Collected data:
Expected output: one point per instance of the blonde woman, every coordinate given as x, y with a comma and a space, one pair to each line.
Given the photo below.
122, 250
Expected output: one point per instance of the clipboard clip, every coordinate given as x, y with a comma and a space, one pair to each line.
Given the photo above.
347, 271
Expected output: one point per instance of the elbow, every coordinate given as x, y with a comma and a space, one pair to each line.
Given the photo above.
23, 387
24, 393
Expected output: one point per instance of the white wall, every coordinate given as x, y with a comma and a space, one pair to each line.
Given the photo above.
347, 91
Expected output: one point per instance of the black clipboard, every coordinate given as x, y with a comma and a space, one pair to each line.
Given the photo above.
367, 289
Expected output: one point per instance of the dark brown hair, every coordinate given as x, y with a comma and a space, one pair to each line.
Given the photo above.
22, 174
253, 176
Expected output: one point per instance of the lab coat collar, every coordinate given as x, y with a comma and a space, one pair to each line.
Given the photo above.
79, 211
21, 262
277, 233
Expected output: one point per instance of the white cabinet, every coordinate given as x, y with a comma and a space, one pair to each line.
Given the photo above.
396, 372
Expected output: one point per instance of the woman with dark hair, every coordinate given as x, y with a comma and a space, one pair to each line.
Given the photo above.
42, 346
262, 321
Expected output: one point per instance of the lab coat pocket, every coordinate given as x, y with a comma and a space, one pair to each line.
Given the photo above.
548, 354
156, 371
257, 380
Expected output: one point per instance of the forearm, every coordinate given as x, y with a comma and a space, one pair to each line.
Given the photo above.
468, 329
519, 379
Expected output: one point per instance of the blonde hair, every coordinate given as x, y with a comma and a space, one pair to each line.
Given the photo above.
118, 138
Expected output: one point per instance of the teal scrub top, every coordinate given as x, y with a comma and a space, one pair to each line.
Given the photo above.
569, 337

#### The task:
This exercise calls for the line containing "Expected output: one point per instance of the woman" and each line after it in the records, copied exactly.

#### Reply:
Expected output: one point per instance of the woman with dark hair, every coordinate given as x, y with a comma and a space, one pair to each line.
Given the photo above.
42, 346
262, 321
Expected output: one point per instance of the lab coat pocket, every coordinate given as x, y with a comma and a space, one pair to each line.
Given the photo above.
548, 354
156, 371
257, 380
Expected output: one point per instance of the forearm, every coordinate given as x, y with a comma and a space, one pair to each line.
Given the photo above.
468, 329
519, 379
Expected output: one point per instance of the blonde hair, every coordinate given as x, y with a comma and a space, one pair to each line.
Given the photo above.
118, 138
Expected output: one point per instance of the teal scrub top, every coordinate given as x, y with a comma and a space, one pair to each line.
Given the photo above.
569, 337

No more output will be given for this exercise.